* THE PROBLEM *
Put the lines of the material from the line with "Every instance of the yellow" to the line with "(1078, 528)", both included, into a JSON list of strings with one string per line. Leave out blank lines.

* THE INPUT *
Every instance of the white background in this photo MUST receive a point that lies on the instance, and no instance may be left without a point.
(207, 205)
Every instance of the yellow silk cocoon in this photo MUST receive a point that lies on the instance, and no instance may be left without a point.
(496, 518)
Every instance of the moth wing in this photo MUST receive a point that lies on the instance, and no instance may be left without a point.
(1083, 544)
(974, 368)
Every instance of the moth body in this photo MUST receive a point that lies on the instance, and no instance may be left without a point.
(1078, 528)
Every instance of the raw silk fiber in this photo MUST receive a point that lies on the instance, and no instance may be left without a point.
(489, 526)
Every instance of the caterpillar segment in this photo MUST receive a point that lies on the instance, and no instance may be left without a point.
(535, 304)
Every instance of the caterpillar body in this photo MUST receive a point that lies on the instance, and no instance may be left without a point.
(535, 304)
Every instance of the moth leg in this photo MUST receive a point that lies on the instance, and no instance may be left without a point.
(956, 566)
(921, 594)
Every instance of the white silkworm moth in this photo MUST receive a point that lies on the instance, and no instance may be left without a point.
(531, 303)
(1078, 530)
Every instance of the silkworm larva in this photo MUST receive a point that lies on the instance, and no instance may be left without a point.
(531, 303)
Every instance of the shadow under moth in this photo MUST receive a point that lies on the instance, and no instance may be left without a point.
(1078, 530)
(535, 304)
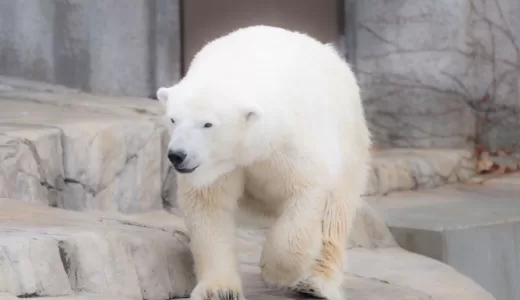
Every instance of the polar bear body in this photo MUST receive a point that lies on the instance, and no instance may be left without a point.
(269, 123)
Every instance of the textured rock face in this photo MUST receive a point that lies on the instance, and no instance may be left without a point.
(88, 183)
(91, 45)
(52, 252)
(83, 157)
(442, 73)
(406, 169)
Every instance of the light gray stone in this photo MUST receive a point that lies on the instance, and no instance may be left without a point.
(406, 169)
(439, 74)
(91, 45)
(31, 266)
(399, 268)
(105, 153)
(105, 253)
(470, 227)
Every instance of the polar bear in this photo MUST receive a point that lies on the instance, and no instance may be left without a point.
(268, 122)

* * *

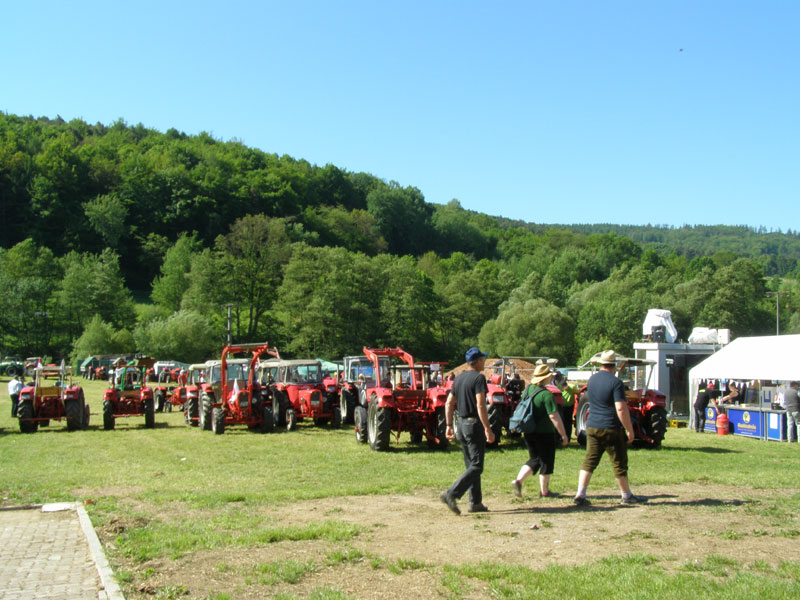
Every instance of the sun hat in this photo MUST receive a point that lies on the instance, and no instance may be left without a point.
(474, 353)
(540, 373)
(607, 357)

---

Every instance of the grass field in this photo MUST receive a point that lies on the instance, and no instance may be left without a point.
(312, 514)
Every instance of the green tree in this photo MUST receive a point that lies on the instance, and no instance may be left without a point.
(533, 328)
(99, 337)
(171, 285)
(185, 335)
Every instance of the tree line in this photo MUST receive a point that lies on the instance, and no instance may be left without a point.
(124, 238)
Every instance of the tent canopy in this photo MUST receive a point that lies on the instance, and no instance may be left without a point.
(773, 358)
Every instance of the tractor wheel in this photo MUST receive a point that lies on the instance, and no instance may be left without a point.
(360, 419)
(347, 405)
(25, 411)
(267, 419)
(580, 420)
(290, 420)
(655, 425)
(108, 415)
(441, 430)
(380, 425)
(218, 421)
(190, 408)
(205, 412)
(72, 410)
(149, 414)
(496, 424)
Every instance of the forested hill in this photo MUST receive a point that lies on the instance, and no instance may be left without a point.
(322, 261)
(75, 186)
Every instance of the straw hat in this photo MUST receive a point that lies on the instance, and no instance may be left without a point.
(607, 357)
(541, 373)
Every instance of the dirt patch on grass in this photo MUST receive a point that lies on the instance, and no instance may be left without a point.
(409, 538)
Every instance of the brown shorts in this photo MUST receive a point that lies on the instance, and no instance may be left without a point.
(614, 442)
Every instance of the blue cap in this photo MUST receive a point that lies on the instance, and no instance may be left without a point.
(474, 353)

* SOLUTION TO THE EXERCISE *
[
  "Every instance of the yellow silk cocoon in this photo MUST receive a point that lies on the instance, and no instance may be left without a point.",
  "(496, 518)",
  "Every instance of the moth wing in this photo MUST receive a point that lies on the instance, and no instance may be left without a point.",
  "(1083, 544)",
  "(974, 368)",
  "Every instance of the moth body in this photo MUST receive a point that lies on the instance, and no instance may be left without a point.",
  "(1078, 528)"
]